_Exercise requirements_
**1)** From the aquaculture passage, write out the part starting with "While a very" and going on through "association in the US.".
**2)** Decide whether each statement agrees with the aquaculture passage, answering yes or no and quoting the words that decide it: (a) Salmon have a feed-to-fish ratio close to one to one. (b) Sebastian Belle once worked as a commercial fisherman. (c) Taste-test surveys show that people prefer wild-caught fish.

_Extract provided_

--*--

Then there are fish like salmon, which have a reasonable feed-to-fish ratio that’s close to one to one.
The least sustainable fish are top predators, such as blue fin tuna, which require enormous amounts of fish feed. Tuna never should have been labelled “chicken of the sea,” Bigelow says. “They’re 1,500lb predators. That’s definitely not like chicken.”
While a very vocal, small segment of the population vehemently opposes aquaculture, surveys of the general public show that most people have few preconceptions about it, says Sebastian Belle, a former commercial fisherman and the executive director at the Maine Aquaculture Association, the oldest state aquaculture trade association in the US.
“By and far, the general public doesn’t know anything about aquaculture, and that comes through loud and clear in the opinion surveys,” says Belle. But a small portion of people – one to two percent of survey respondents – is “for whatever reason passionate about their opposition to aquaculture generally.”
Taste-test surveys, meanwhile, show a consistent preference for farm-raised fish, probably because of the texture and fat content, Belle says.
The lack of awareness about seafood origins reflects a broader disengagement between Americans and their food, Belle says.
“I think it’s actually symptomatic of a much larger issue, and that’s that we as a society have become quite disconnected from where our food comes from,” Belle says, adding that in his work with elementary-school students, he found that kids most commonly say food comes from “the store” and “the package”.

--*--

_Data shown_
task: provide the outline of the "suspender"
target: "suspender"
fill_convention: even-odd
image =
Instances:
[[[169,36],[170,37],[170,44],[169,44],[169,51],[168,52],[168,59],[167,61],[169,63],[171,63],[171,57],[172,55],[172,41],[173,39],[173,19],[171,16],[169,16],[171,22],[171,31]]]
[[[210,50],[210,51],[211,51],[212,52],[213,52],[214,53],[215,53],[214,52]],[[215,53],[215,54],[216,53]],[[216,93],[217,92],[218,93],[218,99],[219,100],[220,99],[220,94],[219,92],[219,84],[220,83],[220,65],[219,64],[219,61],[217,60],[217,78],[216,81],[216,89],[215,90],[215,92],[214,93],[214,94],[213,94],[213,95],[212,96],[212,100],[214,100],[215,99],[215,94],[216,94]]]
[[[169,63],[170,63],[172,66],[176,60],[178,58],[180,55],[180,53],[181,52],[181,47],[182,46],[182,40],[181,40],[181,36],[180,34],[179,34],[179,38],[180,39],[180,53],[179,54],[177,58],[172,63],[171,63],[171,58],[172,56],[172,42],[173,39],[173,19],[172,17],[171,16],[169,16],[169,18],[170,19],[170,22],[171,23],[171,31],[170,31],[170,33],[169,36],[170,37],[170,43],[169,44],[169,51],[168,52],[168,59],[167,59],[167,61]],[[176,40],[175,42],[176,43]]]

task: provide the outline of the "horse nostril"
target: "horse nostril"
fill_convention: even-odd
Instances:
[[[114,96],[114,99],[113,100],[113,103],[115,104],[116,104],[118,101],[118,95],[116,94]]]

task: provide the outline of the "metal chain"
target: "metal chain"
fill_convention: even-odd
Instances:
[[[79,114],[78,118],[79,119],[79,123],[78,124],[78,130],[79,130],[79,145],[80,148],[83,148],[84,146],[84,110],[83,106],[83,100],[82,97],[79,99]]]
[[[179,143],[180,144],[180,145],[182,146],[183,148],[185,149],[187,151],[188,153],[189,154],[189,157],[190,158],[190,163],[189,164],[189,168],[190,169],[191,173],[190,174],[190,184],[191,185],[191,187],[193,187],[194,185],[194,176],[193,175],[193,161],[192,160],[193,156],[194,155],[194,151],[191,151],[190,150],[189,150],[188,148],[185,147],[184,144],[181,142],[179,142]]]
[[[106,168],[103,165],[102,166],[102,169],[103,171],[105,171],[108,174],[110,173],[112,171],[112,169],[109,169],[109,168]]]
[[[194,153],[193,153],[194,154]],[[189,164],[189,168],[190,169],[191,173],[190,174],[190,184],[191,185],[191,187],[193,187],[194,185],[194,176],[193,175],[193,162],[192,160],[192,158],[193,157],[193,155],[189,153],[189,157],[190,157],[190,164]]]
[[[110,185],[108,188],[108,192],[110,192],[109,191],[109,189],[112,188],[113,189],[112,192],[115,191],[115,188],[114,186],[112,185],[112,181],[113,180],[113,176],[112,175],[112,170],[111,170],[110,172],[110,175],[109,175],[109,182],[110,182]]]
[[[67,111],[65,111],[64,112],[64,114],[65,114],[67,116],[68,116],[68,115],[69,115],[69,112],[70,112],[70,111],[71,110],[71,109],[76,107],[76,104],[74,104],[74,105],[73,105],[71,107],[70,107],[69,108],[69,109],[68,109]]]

--*--

_Results for each task_
**1)**
While a very vocal, small segment of the population vehemently opposes aquaculture, surveys of the general public show that most people have few preconceptions about it, says Sebastian Belle, a former commercial fisherman and the executive director at the Maine Aquaculture Association, the oldest state aquaculture trade association in the US.

**2)**
(a) Yes: "a reasonable feed-to-fish ratio that’s close to one to one"
(b) Yes: "a former commercial fisherman"
(c) No: "show a consistent preference for farm-raised fish"